# What is asked
Count the lines of the records below that contain the word "blue". Reply with the number alone.

# # #

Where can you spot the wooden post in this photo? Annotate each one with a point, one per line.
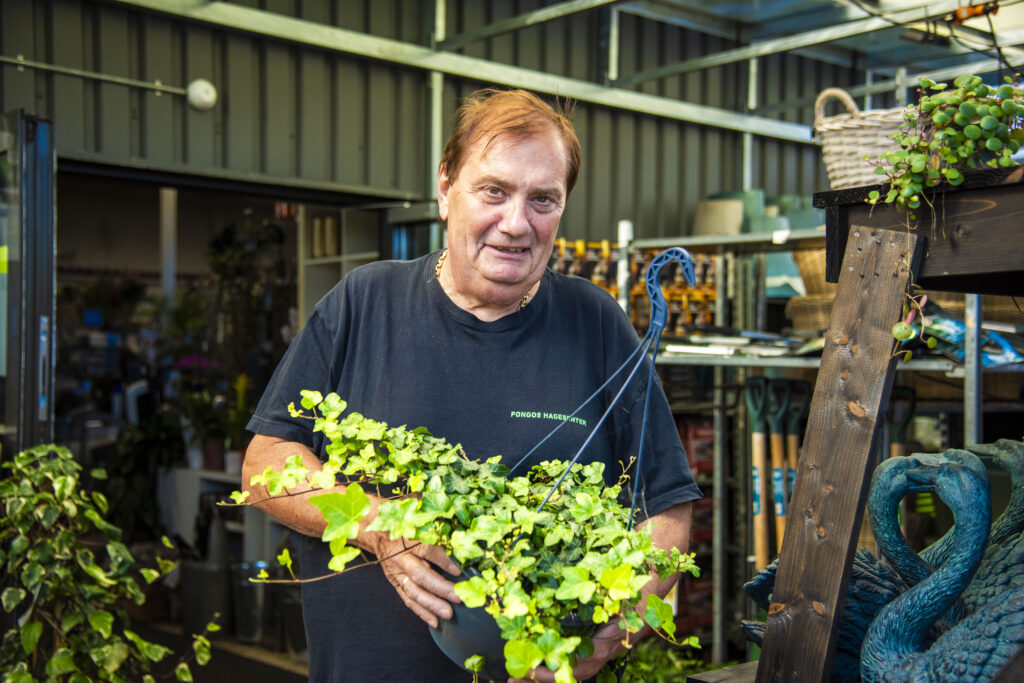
(833, 479)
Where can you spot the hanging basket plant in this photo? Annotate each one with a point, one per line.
(950, 132)
(548, 555)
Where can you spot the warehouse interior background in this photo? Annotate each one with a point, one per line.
(189, 242)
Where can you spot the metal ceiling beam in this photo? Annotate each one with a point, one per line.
(974, 42)
(521, 22)
(791, 43)
(351, 42)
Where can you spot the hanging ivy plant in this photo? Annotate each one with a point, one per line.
(68, 578)
(948, 133)
(544, 556)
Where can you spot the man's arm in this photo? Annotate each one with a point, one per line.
(407, 566)
(671, 528)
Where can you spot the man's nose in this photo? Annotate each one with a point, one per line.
(516, 219)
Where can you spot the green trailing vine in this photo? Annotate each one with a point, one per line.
(948, 133)
(905, 331)
(537, 571)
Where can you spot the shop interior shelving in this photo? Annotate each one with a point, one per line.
(739, 298)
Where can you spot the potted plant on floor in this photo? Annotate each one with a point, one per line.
(548, 555)
(70, 579)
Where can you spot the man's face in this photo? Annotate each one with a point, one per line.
(503, 210)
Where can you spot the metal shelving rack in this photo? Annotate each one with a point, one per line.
(725, 250)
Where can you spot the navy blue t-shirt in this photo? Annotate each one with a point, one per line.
(390, 342)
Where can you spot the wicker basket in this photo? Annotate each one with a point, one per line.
(811, 312)
(847, 138)
(811, 264)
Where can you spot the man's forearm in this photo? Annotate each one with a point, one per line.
(670, 528)
(294, 510)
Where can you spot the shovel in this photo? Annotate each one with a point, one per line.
(778, 406)
(757, 397)
(800, 403)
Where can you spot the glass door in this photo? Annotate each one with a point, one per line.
(27, 282)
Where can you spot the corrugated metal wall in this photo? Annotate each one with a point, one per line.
(327, 119)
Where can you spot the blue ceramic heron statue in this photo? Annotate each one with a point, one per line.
(876, 582)
(976, 648)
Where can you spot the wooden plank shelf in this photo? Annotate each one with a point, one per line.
(975, 243)
(967, 241)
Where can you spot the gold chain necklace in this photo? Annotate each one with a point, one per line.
(437, 274)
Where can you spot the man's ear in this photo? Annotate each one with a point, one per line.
(443, 187)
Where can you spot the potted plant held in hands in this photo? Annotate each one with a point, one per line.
(548, 556)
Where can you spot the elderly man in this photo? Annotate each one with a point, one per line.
(477, 342)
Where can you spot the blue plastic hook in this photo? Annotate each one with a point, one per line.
(658, 318)
(658, 306)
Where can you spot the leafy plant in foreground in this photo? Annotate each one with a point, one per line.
(68, 580)
(540, 570)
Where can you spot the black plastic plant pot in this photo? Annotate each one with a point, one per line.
(472, 631)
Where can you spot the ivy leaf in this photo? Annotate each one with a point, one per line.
(332, 407)
(101, 622)
(10, 598)
(658, 615)
(520, 656)
(151, 651)
(474, 664)
(341, 554)
(342, 511)
(285, 560)
(472, 592)
(558, 535)
(182, 673)
(400, 518)
(60, 663)
(464, 546)
(71, 621)
(622, 582)
(201, 645)
(557, 650)
(486, 528)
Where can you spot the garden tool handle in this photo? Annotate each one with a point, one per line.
(760, 468)
(757, 396)
(800, 404)
(778, 400)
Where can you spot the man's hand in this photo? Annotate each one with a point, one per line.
(411, 567)
(407, 565)
(608, 643)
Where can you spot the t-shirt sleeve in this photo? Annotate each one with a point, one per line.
(306, 365)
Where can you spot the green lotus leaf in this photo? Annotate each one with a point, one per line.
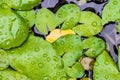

# # #

# Complete response
3